#### Document segment
I’ve signed with a publisher!

What a long journey! When I sold my public relations firm in 2013 and decided to write a book, I had no idea what a steep learning curve I’d encounter. My end goal was to publish an alternative to the stories about witches, vampires and werewolves—something with a touch of paranormal, but biblically based. I wanted to create something my then-teenagers would devour as rapidly as they did the Harry Potter series.

I worked on the manuscript, originally titled Thin Places, in snippets, sandwiched between driving Julia and Marvin to all things teen and volunteering at the church. But after two years, my kids aged out of the young adult genre. About the same time, we moved to the next county. I set my story aside for awhile, focusing instead on making our new house a home and finding my place in our lake-centered community.

In 2016, Creston Mapes, a Christian fiction author, spoke at our neighborhood book club meeting. I chatted with him afterward about my half-finished book, and he encouraged me to join the American Christian Fiction Writers organization. This turned out to be a game-changer for me. I sent my first few chapters through its online critique group . . . to dismal reviews . . . and learned that fiction writing is very different from PR writing.

#### Given information
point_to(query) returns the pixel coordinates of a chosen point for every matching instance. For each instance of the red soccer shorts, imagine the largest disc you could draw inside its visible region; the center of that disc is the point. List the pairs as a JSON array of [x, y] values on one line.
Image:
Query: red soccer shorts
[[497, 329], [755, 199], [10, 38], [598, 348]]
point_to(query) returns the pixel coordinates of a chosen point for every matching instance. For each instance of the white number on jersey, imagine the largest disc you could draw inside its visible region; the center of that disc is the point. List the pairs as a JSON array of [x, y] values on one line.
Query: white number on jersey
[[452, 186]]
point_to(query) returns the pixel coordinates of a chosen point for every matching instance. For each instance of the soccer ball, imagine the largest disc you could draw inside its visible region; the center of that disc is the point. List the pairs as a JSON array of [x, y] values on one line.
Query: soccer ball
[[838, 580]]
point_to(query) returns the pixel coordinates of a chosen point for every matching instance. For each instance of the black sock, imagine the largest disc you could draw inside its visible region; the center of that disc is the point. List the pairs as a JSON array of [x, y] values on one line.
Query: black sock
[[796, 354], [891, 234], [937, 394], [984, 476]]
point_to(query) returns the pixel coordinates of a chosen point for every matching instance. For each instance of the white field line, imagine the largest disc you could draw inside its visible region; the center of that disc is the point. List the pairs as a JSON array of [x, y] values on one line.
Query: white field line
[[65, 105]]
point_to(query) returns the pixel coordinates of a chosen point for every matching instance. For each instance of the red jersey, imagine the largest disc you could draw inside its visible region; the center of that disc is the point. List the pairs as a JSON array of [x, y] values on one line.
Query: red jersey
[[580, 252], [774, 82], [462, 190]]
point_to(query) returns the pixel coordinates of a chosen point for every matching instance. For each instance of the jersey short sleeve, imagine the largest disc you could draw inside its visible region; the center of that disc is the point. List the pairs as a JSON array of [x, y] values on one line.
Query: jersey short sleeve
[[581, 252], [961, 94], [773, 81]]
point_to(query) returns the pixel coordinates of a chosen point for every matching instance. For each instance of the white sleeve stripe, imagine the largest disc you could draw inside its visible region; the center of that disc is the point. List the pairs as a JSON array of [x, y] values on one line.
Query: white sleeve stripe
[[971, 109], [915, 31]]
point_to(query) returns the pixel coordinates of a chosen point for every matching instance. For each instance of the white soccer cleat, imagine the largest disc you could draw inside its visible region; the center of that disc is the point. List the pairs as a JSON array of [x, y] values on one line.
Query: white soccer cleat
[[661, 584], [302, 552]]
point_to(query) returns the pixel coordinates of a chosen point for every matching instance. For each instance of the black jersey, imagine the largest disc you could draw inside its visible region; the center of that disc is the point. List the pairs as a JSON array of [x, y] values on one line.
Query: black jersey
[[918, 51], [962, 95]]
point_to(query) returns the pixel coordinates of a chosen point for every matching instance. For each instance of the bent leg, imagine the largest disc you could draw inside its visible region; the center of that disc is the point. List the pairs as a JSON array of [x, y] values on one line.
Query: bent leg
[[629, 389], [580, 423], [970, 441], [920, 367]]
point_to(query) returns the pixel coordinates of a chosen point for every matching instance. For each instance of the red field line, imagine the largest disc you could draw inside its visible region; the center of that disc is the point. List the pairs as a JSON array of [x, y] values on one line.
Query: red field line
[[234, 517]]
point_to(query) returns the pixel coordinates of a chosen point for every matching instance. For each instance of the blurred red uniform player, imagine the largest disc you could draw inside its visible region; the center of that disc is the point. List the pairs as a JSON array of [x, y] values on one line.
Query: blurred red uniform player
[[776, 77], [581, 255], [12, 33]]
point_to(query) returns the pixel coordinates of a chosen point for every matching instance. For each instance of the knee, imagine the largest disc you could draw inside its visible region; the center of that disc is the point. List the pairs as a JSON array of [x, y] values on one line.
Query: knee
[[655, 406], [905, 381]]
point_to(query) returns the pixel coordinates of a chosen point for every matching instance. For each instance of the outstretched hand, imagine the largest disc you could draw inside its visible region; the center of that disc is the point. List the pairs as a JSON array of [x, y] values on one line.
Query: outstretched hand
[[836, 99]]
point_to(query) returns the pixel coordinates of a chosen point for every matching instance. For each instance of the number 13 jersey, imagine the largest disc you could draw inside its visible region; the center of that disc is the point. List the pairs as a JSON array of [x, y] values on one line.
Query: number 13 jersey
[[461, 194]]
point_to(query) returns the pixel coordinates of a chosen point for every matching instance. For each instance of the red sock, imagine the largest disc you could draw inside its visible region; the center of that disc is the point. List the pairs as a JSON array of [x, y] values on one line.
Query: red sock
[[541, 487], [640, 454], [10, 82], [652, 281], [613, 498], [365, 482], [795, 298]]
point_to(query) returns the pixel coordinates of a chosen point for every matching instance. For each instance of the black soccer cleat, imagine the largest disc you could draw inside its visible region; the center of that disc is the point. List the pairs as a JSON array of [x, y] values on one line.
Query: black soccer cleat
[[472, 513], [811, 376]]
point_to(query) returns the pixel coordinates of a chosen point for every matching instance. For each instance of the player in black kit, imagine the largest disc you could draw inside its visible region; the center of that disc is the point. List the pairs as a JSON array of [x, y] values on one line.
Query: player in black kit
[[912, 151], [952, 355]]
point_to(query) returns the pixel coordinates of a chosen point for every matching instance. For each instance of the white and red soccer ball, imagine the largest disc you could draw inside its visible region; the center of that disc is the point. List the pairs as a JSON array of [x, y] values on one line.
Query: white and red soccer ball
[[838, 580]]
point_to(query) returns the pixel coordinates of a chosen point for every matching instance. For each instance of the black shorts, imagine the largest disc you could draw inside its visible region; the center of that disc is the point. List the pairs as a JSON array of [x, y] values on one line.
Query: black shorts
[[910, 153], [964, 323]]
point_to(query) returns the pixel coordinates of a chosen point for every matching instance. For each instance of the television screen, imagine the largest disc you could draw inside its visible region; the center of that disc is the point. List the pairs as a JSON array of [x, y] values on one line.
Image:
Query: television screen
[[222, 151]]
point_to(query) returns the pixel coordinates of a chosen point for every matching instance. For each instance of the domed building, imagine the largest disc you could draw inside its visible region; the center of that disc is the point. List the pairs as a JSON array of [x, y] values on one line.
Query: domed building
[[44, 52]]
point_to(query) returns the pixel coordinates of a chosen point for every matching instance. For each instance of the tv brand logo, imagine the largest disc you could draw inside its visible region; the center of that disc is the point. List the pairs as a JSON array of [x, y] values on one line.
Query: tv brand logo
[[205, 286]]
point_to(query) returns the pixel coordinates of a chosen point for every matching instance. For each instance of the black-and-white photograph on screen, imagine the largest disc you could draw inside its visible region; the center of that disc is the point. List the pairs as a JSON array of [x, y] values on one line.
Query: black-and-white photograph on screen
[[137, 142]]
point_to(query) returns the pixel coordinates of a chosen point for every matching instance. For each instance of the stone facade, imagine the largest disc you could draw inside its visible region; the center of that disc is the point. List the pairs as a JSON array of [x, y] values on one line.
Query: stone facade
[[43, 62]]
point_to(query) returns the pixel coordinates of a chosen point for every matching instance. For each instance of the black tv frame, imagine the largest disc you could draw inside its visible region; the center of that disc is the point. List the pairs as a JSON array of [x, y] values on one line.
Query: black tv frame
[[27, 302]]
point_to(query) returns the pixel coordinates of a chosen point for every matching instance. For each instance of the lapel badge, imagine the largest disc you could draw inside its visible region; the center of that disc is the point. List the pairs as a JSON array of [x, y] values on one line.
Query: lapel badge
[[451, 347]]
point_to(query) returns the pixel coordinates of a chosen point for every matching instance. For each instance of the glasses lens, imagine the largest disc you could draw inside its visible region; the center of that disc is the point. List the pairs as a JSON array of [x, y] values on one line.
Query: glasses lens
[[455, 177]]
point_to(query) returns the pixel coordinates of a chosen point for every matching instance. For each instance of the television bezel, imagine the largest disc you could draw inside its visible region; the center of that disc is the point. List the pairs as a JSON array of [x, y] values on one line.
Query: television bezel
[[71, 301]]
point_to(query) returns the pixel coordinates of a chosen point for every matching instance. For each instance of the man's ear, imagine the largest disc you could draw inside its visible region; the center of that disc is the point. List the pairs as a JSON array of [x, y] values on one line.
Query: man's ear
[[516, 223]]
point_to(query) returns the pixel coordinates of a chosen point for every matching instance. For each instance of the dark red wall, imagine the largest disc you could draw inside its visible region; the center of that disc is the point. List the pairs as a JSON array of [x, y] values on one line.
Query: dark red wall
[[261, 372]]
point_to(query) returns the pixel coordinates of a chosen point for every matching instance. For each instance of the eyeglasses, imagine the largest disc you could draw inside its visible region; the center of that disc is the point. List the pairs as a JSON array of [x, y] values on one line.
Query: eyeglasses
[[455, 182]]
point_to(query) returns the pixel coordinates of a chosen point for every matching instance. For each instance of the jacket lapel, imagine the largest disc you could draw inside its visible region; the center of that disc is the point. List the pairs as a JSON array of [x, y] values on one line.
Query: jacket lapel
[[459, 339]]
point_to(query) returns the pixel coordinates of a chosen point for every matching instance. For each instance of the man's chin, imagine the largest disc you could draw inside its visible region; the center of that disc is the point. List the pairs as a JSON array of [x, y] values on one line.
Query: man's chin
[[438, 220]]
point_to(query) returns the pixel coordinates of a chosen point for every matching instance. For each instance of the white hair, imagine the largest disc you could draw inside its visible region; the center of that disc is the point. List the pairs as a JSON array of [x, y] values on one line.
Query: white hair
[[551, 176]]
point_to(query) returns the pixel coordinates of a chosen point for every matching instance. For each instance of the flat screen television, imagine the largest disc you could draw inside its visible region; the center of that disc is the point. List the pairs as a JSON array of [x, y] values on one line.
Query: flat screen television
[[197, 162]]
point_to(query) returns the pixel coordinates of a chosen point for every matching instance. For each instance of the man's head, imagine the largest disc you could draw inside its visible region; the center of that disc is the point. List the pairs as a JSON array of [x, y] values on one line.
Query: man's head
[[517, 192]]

#### Task set
**1)** Which kinds of creature does the post about signing with a publisher name as the subjects of the stories the writer wanted an alternative to?
**2)** Reproduce the records from the line that contains "man's chin, imagine" through the line that contains "[[438, 220]]", both included. Shift each point coordinate in the answers by adding 134.

#### Solution list
**1)** witches, vampires, werewolves

**2)**
point_to(query) returns the pixel coordinates of a chosen point for every matching instance. For each instance of the man's chin, imagine the largest disc you could draw inside its visible region; the center of that disc is the point. List the pairs as a JSON array of [x, y] values on one line.
Query: man's chin
[[572, 354]]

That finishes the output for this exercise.